JOB —
Count the lines in the rows below that contain the word "jacket". Reply with the number only.

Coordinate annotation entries
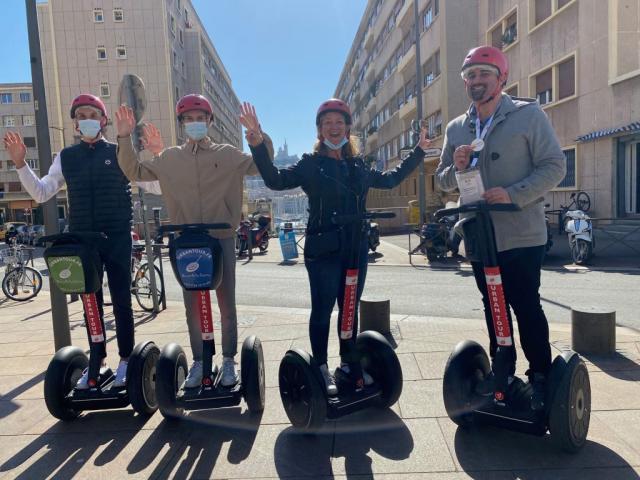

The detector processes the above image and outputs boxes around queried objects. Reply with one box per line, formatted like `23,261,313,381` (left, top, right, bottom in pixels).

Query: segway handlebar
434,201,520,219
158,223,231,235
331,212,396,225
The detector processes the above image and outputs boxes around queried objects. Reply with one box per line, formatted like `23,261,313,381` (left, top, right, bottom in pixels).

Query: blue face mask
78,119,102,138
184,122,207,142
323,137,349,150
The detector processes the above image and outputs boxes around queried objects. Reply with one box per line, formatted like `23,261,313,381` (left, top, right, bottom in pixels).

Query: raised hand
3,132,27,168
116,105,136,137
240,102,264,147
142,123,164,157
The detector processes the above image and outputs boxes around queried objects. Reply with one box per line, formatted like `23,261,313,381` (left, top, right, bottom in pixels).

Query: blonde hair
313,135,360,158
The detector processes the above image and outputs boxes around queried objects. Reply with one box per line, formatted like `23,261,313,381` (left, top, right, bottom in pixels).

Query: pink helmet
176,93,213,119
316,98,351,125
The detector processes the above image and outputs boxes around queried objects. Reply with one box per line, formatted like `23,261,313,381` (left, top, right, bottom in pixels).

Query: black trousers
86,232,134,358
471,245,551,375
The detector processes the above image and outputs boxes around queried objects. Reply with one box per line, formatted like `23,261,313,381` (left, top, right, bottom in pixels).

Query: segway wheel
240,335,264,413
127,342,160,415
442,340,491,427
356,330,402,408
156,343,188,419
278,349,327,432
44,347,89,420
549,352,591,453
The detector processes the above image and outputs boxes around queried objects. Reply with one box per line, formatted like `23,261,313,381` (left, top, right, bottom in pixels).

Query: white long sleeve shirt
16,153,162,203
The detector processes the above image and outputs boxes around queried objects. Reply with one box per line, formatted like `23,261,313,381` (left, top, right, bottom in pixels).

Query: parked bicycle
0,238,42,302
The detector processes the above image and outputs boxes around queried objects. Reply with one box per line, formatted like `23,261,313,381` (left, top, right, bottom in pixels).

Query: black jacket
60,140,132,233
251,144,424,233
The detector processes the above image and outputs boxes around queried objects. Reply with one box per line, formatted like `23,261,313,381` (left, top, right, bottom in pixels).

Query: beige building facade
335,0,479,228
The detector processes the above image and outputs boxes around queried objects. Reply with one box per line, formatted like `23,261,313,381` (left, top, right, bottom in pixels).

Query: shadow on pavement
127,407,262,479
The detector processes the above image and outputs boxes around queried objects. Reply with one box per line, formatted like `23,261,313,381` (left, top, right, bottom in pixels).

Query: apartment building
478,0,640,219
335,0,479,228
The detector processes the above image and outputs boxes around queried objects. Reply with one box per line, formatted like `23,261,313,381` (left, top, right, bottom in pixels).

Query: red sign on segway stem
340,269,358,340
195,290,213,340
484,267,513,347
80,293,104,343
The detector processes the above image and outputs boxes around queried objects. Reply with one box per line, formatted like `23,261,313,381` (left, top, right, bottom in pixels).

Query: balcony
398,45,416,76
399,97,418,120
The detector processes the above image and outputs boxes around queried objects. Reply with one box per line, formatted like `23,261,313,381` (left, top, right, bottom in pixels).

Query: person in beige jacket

--

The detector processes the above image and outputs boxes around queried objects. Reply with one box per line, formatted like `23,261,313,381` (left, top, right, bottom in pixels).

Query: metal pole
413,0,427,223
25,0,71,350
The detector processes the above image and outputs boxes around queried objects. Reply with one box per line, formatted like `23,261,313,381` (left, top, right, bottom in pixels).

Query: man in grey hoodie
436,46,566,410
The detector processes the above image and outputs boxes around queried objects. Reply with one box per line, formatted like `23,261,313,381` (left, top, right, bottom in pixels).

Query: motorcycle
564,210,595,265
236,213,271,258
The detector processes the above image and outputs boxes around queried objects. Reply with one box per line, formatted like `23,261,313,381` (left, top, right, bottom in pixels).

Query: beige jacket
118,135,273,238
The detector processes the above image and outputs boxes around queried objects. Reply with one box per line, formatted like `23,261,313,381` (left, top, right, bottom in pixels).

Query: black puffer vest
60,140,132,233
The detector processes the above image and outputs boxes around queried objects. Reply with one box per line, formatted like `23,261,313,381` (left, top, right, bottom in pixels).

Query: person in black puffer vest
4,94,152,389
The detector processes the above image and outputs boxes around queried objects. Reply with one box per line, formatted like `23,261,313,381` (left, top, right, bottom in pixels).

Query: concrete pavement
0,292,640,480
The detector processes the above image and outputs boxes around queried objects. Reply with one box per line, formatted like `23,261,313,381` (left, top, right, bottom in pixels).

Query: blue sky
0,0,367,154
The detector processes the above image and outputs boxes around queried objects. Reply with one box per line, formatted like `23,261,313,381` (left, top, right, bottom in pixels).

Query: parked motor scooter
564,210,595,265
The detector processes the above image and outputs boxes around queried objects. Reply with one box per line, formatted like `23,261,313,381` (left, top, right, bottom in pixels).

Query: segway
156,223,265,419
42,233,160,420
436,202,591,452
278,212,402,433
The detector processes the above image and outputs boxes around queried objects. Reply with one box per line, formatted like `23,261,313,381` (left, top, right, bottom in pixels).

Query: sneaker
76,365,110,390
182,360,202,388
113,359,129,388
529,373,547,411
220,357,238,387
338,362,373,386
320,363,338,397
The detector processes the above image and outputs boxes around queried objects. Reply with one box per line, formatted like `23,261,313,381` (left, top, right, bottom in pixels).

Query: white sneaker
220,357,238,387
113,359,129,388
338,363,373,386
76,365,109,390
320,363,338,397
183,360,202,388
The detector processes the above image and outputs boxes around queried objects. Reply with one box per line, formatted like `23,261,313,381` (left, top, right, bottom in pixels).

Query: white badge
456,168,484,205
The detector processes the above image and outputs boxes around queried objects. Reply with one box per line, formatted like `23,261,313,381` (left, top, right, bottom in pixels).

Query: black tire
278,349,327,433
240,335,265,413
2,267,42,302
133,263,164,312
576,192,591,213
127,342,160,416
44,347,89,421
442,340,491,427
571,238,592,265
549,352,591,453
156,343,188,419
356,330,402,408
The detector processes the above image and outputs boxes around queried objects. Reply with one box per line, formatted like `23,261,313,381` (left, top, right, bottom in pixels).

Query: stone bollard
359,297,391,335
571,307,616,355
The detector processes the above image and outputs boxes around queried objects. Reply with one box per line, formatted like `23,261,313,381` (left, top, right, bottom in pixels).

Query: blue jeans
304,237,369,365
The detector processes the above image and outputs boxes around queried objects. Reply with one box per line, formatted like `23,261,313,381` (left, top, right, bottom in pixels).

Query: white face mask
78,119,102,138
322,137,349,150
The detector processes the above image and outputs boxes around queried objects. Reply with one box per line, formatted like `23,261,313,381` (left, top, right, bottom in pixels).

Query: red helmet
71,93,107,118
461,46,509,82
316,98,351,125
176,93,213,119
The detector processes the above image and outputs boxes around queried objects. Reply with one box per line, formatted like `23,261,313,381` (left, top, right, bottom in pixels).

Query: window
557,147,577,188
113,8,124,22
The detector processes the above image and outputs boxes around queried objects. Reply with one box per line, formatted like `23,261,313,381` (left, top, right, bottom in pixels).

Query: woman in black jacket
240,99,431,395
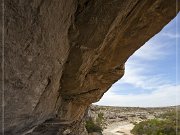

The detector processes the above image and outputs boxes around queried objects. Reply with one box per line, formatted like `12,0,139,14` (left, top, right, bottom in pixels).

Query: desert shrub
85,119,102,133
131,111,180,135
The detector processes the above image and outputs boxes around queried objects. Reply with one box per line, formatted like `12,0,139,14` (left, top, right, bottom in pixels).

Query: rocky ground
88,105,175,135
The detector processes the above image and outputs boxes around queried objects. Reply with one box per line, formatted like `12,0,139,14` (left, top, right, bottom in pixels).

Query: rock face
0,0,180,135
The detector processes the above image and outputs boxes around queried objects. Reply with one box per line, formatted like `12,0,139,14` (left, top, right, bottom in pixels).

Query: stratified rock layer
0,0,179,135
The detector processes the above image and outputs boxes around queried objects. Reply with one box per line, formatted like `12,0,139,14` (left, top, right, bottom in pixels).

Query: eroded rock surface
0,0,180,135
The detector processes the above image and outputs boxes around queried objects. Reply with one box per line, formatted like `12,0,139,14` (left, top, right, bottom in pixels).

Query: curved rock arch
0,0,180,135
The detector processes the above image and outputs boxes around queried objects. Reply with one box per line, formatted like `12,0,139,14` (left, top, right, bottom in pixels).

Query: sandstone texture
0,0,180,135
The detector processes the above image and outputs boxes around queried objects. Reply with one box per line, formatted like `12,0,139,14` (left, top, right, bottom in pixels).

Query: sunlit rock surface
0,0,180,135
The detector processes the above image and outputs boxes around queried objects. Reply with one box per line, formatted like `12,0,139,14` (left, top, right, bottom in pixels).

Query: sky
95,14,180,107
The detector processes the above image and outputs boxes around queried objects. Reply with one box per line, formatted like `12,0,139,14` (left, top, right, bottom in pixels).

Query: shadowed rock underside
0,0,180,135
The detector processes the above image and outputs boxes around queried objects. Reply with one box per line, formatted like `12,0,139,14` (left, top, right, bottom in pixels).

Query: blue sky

OUTPUT BELOW —
4